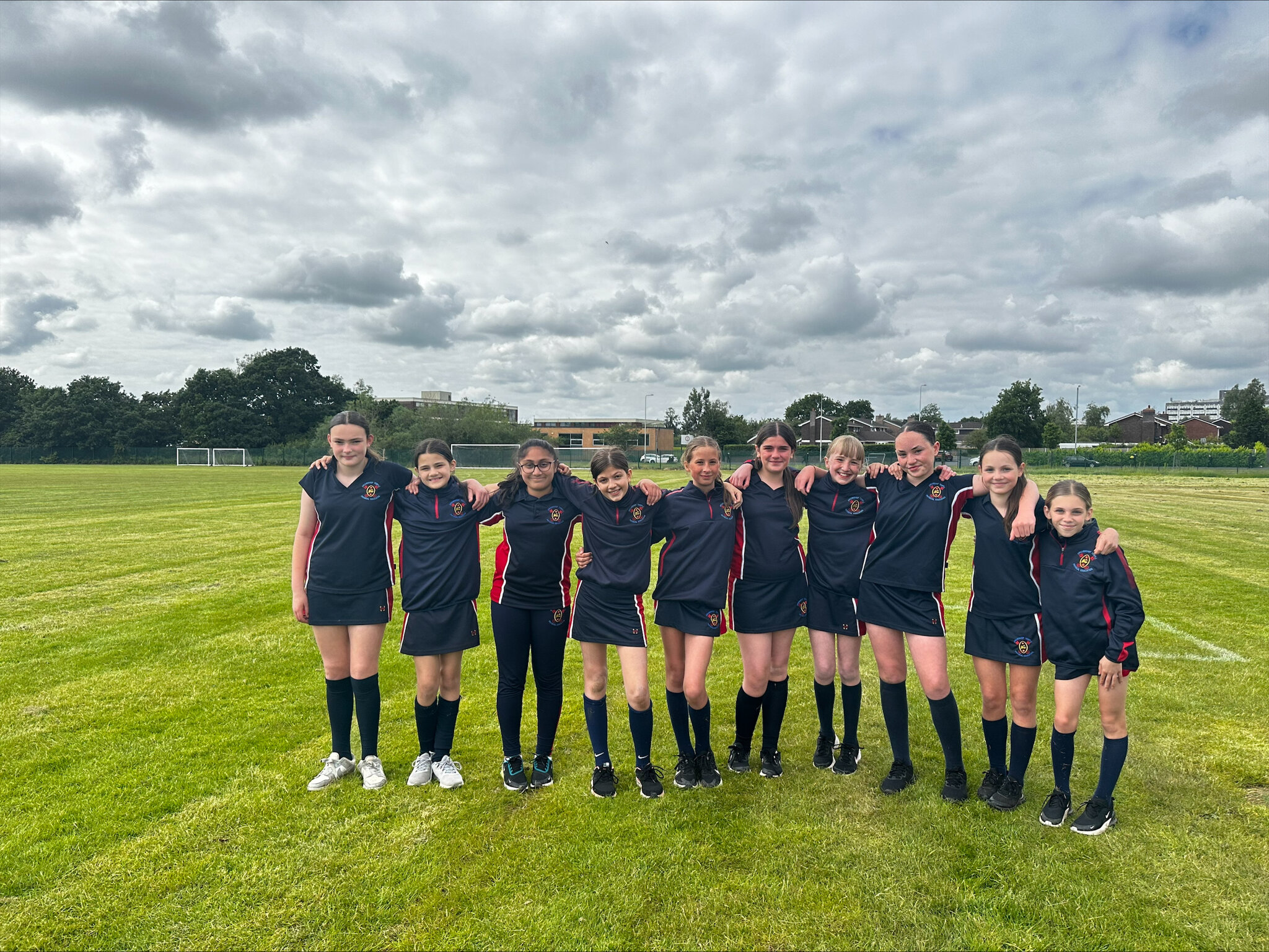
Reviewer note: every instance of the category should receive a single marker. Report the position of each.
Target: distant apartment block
(444, 398)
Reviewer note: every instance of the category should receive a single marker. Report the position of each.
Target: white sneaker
(372, 772)
(420, 775)
(333, 768)
(448, 774)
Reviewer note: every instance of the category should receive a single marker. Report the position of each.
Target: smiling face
(843, 469)
(434, 470)
(705, 466)
(348, 443)
(915, 455)
(1069, 515)
(615, 483)
(1000, 473)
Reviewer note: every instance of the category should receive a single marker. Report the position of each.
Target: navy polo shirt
(352, 549)
(914, 531)
(701, 532)
(534, 560)
(767, 544)
(439, 550)
(841, 526)
(617, 535)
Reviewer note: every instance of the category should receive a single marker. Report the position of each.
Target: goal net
(193, 456)
(231, 457)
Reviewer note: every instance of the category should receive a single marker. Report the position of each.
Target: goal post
(193, 456)
(236, 456)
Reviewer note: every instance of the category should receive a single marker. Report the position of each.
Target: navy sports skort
(441, 631)
(692, 618)
(608, 616)
(759, 607)
(832, 611)
(1011, 640)
(903, 609)
(343, 608)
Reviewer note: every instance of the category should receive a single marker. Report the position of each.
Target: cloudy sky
(569, 207)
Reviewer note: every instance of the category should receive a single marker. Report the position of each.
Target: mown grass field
(162, 714)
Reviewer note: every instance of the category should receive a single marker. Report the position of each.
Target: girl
(767, 597)
(1092, 614)
(439, 584)
(700, 522)
(1003, 626)
(617, 521)
(531, 602)
(341, 579)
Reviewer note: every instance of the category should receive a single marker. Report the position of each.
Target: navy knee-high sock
(947, 724)
(894, 711)
(597, 727)
(1022, 741)
(447, 717)
(641, 733)
(366, 693)
(995, 733)
(426, 723)
(851, 697)
(748, 709)
(701, 725)
(339, 709)
(1115, 752)
(1063, 747)
(677, 704)
(775, 701)
(824, 700)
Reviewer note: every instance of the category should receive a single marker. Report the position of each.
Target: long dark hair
(778, 428)
(1004, 443)
(351, 418)
(508, 487)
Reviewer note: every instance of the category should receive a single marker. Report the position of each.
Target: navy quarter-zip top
(439, 550)
(701, 535)
(1092, 606)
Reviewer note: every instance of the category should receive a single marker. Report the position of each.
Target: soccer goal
(193, 456)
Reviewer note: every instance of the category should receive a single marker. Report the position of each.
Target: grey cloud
(368, 279)
(35, 188)
(420, 321)
(22, 317)
(777, 225)
(168, 63)
(126, 158)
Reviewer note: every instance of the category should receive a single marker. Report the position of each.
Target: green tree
(806, 406)
(1252, 419)
(1017, 413)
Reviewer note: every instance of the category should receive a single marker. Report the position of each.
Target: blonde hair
(845, 446)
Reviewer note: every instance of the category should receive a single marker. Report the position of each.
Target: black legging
(520, 635)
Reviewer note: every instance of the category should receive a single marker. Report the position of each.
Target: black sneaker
(685, 772)
(603, 782)
(1058, 808)
(848, 759)
(543, 772)
(824, 752)
(1098, 818)
(900, 779)
(991, 781)
(1009, 796)
(956, 786)
(513, 775)
(649, 780)
(707, 769)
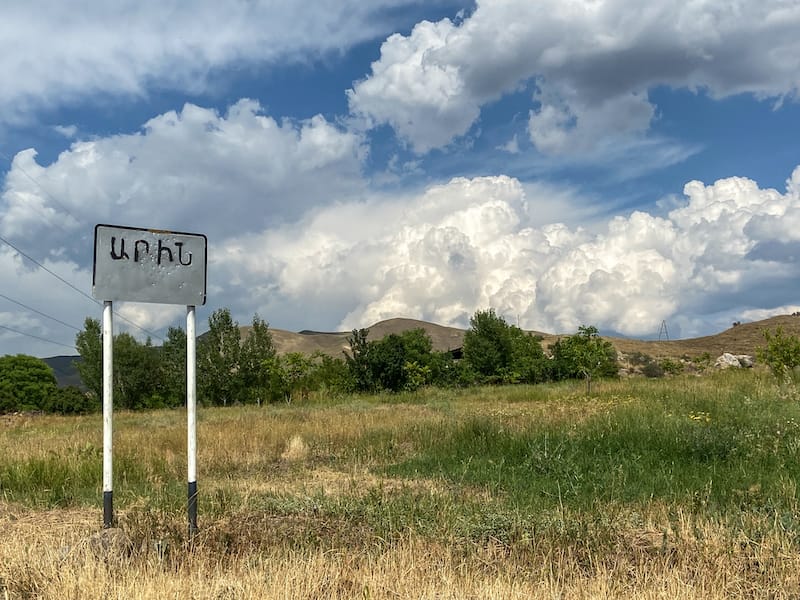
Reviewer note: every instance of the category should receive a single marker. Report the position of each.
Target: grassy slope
(742, 339)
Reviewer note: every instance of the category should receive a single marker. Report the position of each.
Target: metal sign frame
(149, 278)
(135, 264)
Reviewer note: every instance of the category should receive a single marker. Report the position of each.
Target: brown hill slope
(741, 339)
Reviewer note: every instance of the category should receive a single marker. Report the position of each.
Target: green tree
(172, 368)
(781, 353)
(218, 353)
(358, 361)
(529, 364)
(89, 343)
(499, 352)
(487, 344)
(332, 375)
(72, 401)
(585, 355)
(299, 370)
(258, 352)
(26, 383)
(137, 376)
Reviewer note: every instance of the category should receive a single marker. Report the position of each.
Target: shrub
(653, 369)
(673, 367)
(782, 352)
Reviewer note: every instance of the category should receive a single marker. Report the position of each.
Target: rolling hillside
(741, 339)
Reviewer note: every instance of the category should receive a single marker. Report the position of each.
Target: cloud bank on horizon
(541, 158)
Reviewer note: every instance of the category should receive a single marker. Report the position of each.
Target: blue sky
(566, 163)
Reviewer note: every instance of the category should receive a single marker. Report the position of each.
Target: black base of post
(108, 510)
(192, 508)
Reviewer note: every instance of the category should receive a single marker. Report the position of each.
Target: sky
(612, 163)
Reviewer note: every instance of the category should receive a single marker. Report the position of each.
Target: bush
(781, 354)
(673, 367)
(653, 369)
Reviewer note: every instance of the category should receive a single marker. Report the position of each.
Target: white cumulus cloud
(54, 53)
(591, 62)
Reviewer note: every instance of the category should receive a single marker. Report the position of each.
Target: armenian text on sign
(149, 265)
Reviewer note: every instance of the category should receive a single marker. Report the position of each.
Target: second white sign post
(149, 265)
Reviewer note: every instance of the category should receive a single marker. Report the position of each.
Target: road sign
(149, 265)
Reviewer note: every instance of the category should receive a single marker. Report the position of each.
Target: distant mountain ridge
(739, 339)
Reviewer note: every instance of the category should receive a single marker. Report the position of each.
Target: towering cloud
(590, 64)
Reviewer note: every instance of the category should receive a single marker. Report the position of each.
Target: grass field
(674, 488)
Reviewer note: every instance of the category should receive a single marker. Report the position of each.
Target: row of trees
(28, 384)
(233, 371)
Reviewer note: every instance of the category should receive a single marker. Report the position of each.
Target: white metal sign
(149, 265)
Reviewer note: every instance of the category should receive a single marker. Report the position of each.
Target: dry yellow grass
(300, 453)
(50, 555)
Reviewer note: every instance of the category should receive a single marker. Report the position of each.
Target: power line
(66, 210)
(81, 292)
(41, 187)
(38, 312)
(36, 337)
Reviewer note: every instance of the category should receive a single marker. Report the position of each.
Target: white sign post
(149, 265)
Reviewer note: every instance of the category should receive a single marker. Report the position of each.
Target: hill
(741, 339)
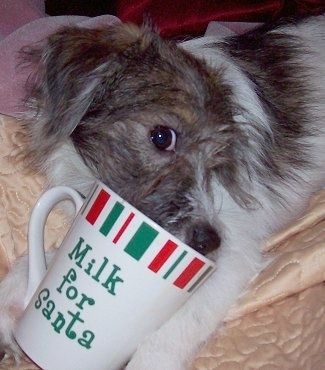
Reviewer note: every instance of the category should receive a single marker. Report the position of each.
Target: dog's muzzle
(204, 238)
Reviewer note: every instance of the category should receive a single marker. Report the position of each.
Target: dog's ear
(71, 68)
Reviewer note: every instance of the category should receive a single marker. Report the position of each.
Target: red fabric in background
(191, 17)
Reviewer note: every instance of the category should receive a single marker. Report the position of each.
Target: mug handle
(36, 252)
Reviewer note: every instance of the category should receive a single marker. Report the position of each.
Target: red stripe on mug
(162, 256)
(98, 206)
(187, 275)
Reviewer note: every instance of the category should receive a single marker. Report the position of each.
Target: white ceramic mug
(116, 277)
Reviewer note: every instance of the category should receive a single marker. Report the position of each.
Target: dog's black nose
(204, 238)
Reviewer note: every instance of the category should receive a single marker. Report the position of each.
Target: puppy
(221, 142)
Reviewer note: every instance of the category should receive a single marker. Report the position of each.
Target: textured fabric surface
(278, 324)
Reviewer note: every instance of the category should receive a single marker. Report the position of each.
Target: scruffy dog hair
(221, 142)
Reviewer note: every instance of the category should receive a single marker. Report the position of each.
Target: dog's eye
(164, 138)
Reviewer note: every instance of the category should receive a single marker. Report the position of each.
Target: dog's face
(149, 120)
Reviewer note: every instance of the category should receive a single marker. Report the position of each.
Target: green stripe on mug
(141, 241)
(111, 218)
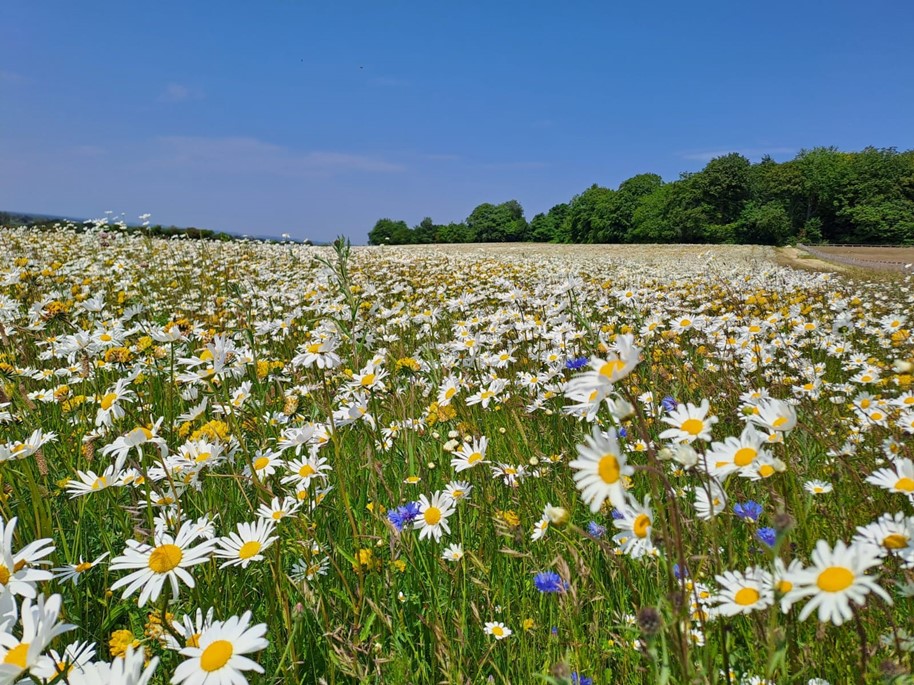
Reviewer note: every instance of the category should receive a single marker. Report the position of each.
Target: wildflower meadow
(231, 462)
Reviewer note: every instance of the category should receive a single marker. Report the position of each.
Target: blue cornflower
(403, 515)
(549, 581)
(766, 535)
(596, 529)
(750, 511)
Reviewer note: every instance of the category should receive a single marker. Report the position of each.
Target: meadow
(230, 462)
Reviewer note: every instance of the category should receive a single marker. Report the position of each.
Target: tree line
(823, 195)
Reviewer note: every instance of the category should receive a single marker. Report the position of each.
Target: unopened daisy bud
(685, 455)
(621, 409)
(558, 516)
(649, 621)
(665, 454)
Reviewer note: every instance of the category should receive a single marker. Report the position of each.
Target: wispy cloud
(751, 153)
(250, 155)
(176, 92)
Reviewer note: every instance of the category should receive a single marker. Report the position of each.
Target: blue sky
(318, 118)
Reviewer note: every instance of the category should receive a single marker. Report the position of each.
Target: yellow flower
(120, 641)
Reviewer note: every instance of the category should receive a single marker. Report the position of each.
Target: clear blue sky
(318, 118)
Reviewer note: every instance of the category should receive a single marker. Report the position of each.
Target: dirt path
(797, 259)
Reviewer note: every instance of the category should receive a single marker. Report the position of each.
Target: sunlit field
(243, 462)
────
#### Exercise brief
Pull out each line of the data above that contains the string "goal", matching case exactly.

#### Expected answer
Target: goal net
Target: goal post
Target: soccer goal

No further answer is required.